* **TEXT FOR ANALYSIS**:
----------------------------------------

In short, put your empathy and your authenticity in the service of finding common ground and mutual understanding. My own choice of what I focus on is not random. To the best of my ability, I strategically offer transparency, authenticity, and empathic presence that are likely to support those goals. More often than not, this focus results in solutions that are likely to work for everyone involved.
More on empathy and authenticity in the workplace in the days and weeks to come. In the meantime, if you are inspired and want to learn more, I will be co-leading a 5-day intensive training May 10-14 called Making Collaboration Real: Empowering the Workplace with Nonviolent Communication. It would be lovely to meet some of my readers I don’t already know.
Crossposted from The Fearless Heart



One must first over come the obstacle – Of the preaching of empathizing – Too often it has been used – That one must empathiz – For those – doing bad things to others – A simple example – I must forgive them – for they really did not know what they have done – Even that has it’s limitations – put on it – So we go back and look at – One reaps what they have sown – Maybe one that whats the Empathy – might want to sow Empathy
Good post. It is interesting that as you suggest, just by changing one’s intent and implementing a few simple changes in behaviour, empathy and authenticity can increase while still respecting the culture created in a work place.
I was inspired by this post as I am reaching towards being my the most authentic to myself, that I can be, at my workplace. I am exploring living my most authentic self at my blog.

----------------------------------------

* **SUPPLIED MATERIAL**:
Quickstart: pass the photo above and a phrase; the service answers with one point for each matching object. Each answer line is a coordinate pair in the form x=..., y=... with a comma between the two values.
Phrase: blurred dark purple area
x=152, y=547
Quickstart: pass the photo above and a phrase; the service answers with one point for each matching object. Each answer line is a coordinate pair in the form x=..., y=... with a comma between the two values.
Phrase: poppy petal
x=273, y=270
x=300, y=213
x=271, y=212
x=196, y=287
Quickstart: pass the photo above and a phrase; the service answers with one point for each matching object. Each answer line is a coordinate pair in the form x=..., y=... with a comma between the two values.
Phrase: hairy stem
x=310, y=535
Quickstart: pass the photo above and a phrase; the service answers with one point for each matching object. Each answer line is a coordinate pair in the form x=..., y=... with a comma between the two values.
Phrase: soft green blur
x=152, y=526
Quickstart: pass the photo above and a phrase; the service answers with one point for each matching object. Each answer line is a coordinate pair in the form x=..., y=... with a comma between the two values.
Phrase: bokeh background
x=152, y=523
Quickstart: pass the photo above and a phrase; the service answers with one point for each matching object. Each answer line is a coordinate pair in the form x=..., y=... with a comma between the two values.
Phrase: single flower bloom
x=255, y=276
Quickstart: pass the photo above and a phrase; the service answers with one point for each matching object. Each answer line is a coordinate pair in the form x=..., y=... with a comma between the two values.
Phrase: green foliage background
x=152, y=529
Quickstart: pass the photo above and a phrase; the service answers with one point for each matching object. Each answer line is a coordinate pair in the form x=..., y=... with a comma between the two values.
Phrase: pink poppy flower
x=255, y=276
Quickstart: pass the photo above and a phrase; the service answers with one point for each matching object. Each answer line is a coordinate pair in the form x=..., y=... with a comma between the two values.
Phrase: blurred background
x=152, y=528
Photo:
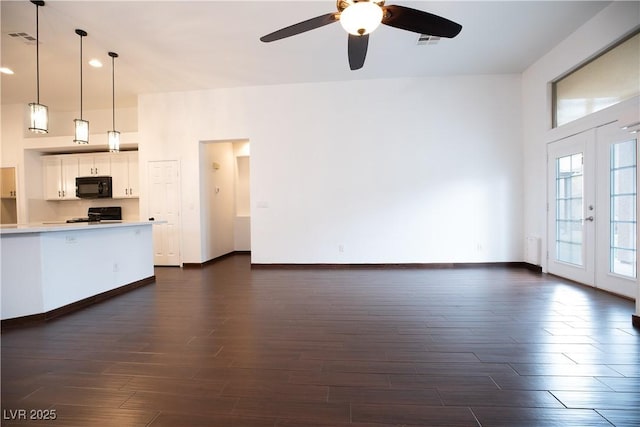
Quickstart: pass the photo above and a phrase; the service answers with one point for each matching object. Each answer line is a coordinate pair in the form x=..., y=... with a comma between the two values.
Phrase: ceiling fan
x=360, y=17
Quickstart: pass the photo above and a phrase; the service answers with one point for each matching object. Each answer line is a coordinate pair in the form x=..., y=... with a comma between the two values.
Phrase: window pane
x=623, y=154
x=569, y=209
x=623, y=181
x=623, y=209
x=623, y=262
x=606, y=80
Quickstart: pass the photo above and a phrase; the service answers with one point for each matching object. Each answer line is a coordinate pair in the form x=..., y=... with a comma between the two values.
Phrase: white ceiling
x=169, y=46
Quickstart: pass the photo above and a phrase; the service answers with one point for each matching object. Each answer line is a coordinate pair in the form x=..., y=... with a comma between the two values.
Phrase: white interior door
x=571, y=208
x=164, y=205
x=616, y=224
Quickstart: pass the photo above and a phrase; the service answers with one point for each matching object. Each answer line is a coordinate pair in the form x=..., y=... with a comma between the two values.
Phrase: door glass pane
x=569, y=209
x=623, y=209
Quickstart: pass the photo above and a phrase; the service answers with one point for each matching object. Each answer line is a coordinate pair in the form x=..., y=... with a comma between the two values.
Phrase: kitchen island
x=51, y=269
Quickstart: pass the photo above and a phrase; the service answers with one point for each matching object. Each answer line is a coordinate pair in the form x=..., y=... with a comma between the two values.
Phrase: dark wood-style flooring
x=228, y=346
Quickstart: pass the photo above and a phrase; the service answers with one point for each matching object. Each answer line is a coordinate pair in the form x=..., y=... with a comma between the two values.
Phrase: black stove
x=108, y=213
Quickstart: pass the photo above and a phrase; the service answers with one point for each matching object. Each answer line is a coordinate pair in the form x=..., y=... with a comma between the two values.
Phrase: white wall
x=217, y=197
x=601, y=31
x=386, y=171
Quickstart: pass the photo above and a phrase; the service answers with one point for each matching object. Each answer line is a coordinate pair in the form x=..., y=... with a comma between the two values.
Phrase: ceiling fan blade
x=418, y=21
x=301, y=27
x=357, y=50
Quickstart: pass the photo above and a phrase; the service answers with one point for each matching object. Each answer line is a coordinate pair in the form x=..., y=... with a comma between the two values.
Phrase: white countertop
x=53, y=226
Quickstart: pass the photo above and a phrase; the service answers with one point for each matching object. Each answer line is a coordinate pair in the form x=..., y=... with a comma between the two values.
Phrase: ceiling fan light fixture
x=361, y=18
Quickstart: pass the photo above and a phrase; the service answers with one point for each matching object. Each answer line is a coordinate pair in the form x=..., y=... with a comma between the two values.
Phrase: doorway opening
x=224, y=198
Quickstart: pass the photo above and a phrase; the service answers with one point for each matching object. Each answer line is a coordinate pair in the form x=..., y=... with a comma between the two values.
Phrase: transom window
x=606, y=80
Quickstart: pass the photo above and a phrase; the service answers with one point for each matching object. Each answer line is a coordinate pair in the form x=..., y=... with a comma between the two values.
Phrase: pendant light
x=81, y=126
x=113, y=135
x=39, y=114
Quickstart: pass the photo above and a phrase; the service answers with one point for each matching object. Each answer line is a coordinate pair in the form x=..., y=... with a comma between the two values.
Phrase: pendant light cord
x=37, y=56
x=80, y=76
x=113, y=91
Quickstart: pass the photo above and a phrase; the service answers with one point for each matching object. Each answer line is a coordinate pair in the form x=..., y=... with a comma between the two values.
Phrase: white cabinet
x=60, y=174
x=98, y=164
x=124, y=170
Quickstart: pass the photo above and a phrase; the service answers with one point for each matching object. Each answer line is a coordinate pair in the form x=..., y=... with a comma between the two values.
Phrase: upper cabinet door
x=94, y=164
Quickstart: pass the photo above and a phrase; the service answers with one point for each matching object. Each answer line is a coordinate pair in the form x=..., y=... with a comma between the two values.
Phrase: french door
x=592, y=214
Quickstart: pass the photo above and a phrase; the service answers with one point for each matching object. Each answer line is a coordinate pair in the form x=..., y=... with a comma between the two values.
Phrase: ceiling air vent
x=25, y=37
x=427, y=39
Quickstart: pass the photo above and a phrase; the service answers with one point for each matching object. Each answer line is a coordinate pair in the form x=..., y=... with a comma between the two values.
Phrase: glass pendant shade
x=39, y=118
x=114, y=140
x=82, y=131
x=361, y=18
x=81, y=126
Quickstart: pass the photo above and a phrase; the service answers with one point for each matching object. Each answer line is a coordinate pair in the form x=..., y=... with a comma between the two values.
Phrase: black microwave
x=93, y=187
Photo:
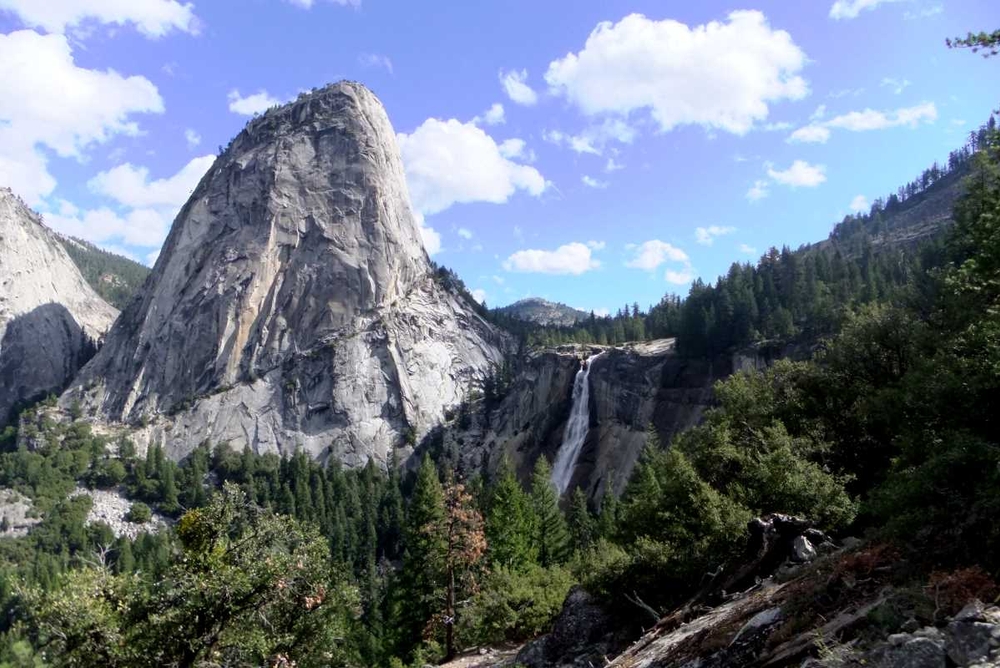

----------------------------------------

* **ACTIVITY LIST**:
a: Return the portion of the empathy text from "One must first" up to and including "a work place.".
b: Summarize the empathy text in two sentences.
c: According to the empathy text, why is the writer's choice of what to focus on not random?

* **SOLUTIONS PER TASK**:
a:
One must first over come the obstacle – Of the preaching of empathizing – Too often it has been used – That one must empathiz – For those – doing bad things to others – A simple example – I must forgive them – for they really did not know what they have done – Even that has it’s limitations – put on it – So we go back and look at – One reaps what they have sown – Maybe one that whats the Empathy – might want to sow Empathy
Good post. It is interesting that as you suggest, just by changing one’s intent and implementing a few simple changes in behaviour, empathy and authenticity can increase while still respecting the culture created in a work place.

b: The post urges putting empathy and authenticity in the service of finding common ground and mutual understanding, a focus that more often than not results in solutions likely to work for everyone involved. It also announces a 5-day intensive training on May 10-14 called Making Collaboration Real: Empowering the Workplace with Nonviolent Communication, and readers respond with praise, personal inspiration, and reservations about empathizing with those who do bad things to others.

c: The writer strategically offers transparency, authenticity, and empathic presence because they are likely to support the goals of finding common ground and mutual understanding.